----- SUPPLIED ENTRIES

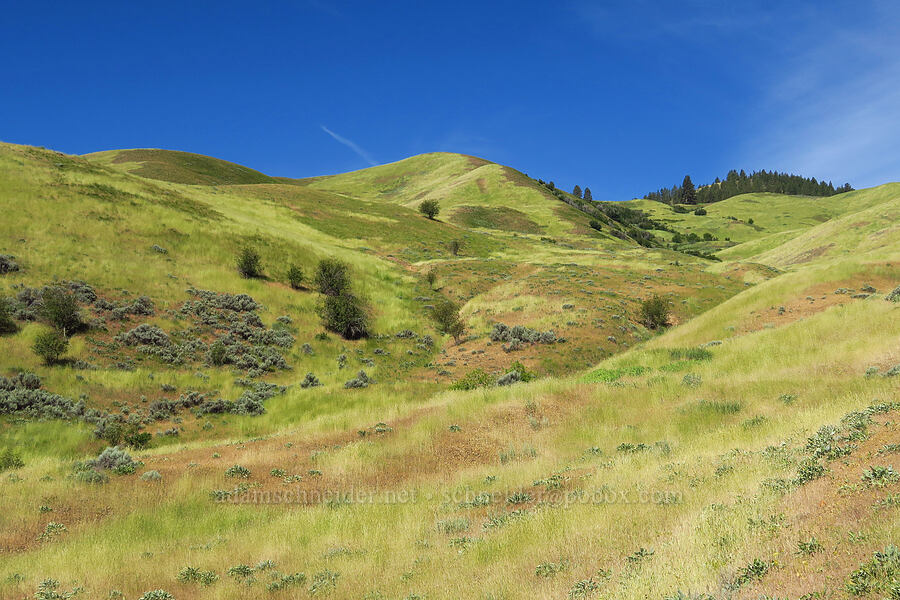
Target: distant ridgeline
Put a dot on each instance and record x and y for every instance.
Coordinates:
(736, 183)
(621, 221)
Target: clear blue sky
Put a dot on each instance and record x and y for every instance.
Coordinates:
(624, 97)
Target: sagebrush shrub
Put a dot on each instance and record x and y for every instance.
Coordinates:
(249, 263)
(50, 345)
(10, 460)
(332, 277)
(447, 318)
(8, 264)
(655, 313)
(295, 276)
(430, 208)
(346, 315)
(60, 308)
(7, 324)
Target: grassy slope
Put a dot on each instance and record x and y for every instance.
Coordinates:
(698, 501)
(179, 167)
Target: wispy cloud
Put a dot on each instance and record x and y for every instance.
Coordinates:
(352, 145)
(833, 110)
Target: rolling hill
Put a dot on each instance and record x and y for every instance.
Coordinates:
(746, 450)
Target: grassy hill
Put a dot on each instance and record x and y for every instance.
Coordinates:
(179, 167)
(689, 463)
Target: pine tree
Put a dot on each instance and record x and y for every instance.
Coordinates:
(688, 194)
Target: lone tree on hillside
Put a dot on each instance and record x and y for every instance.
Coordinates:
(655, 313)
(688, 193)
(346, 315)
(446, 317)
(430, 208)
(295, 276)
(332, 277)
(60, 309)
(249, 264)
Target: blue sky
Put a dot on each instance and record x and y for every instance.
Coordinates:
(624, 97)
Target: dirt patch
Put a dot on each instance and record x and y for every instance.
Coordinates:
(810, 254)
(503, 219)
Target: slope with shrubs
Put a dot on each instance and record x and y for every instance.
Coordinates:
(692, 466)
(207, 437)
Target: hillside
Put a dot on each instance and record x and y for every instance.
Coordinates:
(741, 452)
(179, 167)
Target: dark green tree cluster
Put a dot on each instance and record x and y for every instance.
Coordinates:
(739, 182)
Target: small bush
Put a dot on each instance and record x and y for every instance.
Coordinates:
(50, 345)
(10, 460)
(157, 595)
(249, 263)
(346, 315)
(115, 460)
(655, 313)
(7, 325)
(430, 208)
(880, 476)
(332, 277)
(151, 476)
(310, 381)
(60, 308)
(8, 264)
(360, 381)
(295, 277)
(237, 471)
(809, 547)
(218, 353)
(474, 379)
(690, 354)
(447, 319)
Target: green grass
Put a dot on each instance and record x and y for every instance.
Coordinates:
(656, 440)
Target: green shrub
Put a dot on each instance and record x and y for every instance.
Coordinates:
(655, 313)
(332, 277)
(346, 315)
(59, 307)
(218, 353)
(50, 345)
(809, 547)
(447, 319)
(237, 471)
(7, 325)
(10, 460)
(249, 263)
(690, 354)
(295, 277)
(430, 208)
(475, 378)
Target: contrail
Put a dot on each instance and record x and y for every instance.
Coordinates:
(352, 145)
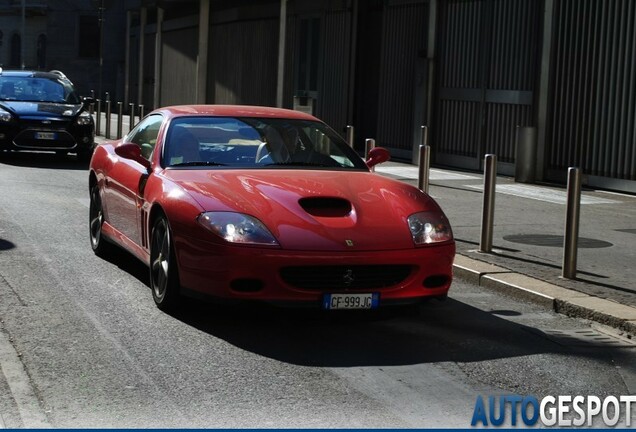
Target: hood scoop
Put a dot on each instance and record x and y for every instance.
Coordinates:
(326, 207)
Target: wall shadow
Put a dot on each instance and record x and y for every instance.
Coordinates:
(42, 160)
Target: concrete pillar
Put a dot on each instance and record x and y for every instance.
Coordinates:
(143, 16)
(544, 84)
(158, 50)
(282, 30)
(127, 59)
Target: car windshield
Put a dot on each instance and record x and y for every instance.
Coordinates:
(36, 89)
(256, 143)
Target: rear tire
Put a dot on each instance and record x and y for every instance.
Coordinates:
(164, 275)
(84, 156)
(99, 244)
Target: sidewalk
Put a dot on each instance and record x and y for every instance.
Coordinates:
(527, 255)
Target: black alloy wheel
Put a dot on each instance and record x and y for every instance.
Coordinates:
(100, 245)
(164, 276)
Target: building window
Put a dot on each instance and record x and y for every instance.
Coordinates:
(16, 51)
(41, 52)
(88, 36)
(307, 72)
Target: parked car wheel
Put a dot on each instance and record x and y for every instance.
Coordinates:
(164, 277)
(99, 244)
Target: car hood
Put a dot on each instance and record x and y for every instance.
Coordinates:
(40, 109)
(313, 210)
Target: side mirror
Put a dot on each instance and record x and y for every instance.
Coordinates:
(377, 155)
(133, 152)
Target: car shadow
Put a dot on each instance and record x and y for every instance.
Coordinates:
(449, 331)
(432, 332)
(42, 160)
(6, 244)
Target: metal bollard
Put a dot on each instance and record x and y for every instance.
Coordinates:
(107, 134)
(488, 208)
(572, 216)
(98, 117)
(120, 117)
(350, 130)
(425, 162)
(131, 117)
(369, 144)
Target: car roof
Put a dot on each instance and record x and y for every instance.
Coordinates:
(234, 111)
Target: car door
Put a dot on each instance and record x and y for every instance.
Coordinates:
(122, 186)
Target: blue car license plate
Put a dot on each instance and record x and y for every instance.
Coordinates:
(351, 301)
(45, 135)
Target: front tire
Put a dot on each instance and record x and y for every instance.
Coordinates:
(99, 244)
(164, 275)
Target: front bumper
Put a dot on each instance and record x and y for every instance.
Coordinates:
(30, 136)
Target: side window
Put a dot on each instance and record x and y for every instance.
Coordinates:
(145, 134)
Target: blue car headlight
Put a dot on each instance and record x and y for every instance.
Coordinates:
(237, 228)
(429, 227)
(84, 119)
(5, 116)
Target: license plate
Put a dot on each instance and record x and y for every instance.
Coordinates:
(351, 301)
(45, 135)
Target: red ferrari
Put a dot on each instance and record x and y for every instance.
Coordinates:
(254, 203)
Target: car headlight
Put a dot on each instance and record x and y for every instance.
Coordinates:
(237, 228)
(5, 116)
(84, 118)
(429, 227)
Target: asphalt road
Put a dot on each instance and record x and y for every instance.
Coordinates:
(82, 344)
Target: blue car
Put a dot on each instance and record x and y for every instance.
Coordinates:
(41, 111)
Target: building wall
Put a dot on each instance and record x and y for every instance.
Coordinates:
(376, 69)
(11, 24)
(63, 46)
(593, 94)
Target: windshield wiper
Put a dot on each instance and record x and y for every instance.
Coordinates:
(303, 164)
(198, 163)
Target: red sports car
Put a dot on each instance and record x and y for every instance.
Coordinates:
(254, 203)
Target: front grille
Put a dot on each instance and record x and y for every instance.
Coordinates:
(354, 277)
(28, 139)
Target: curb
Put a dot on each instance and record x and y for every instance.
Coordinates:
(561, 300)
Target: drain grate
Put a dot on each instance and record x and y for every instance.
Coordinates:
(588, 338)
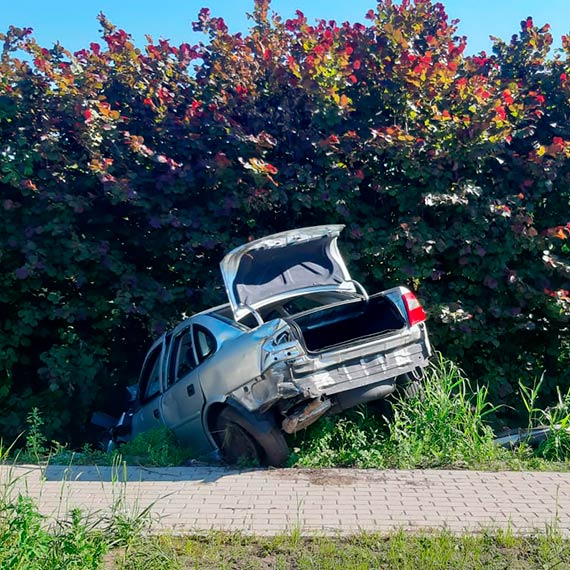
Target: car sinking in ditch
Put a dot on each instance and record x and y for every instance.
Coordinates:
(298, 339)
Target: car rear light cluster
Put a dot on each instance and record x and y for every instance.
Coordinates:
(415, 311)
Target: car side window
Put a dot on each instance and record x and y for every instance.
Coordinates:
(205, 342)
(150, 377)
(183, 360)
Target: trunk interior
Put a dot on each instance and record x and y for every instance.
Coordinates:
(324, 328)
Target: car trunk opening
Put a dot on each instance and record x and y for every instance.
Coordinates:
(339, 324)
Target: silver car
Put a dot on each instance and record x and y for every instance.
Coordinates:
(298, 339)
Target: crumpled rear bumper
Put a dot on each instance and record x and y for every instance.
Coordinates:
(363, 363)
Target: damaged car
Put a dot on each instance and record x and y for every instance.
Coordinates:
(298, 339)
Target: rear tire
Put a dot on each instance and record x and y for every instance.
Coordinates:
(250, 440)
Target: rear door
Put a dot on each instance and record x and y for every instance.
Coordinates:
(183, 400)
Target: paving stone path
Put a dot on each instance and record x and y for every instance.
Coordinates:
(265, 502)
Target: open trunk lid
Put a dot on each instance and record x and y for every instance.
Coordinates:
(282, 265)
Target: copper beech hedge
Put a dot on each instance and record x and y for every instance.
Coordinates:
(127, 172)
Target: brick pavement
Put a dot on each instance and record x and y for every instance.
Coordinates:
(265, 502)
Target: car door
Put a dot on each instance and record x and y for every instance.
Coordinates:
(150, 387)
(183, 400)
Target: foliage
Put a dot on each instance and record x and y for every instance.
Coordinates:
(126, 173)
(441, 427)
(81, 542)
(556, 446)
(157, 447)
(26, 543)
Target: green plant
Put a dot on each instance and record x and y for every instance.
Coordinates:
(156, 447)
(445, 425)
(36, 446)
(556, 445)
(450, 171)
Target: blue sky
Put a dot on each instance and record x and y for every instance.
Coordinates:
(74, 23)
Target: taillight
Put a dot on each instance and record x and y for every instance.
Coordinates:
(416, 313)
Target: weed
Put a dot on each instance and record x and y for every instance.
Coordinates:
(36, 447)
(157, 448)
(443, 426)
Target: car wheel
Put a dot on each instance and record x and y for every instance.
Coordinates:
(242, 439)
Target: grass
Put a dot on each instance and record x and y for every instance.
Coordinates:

----------

▶ _PROBLEM REQUIREMENTS_: The lines you return should be those above that contain the word "window", every one of them.

▶ _RESPONSE TO THE EXERCISE_:
Target: building window
Target: side window
Target: car side window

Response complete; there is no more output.